Reproduce the stretch from the line containing "Identify one point on each instance of the clear" through the end of the items, requests included, and add -28 to every coordinate in the answers. Leave the pictures out of your answer.

Stored items:
■ ■ ■ ■ ■

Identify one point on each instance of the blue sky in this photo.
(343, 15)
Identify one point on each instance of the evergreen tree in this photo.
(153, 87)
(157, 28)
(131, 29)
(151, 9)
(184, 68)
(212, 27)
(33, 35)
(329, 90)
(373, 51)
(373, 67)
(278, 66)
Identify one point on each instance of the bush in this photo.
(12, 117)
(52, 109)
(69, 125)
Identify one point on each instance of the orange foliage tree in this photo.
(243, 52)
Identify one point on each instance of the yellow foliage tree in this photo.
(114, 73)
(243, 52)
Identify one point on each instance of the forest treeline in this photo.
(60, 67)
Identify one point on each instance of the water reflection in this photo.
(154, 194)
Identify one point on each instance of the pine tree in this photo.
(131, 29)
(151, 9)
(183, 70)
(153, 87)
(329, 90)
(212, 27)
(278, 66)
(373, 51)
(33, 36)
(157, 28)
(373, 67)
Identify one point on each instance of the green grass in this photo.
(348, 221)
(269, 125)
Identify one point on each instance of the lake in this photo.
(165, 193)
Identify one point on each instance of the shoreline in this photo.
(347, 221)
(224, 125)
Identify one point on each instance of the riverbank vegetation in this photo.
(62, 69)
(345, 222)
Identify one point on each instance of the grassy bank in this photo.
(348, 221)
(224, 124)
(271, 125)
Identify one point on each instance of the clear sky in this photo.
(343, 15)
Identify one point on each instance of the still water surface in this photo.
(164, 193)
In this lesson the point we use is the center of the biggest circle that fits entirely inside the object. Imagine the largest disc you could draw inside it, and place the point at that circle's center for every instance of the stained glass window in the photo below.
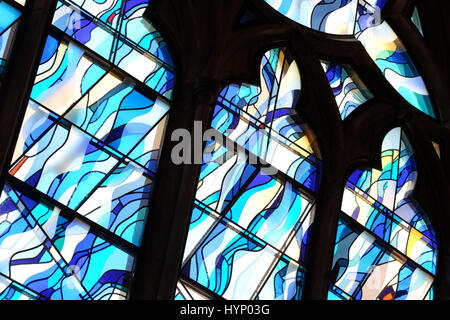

■ ■ ■ ■ ■

**Written solution**
Identify one point on each instance of the clear sky in this photo.
(315, -13)
Identify one point on each instance of the still water surface in this photo.
(136, 165)
In this lesson the point we use is the center of the biggest circle that fits entirely inside the object. Imagine the largest disc you could draw inside it, and place the point at that circle's center for every instance of the stained glass window in the photo below.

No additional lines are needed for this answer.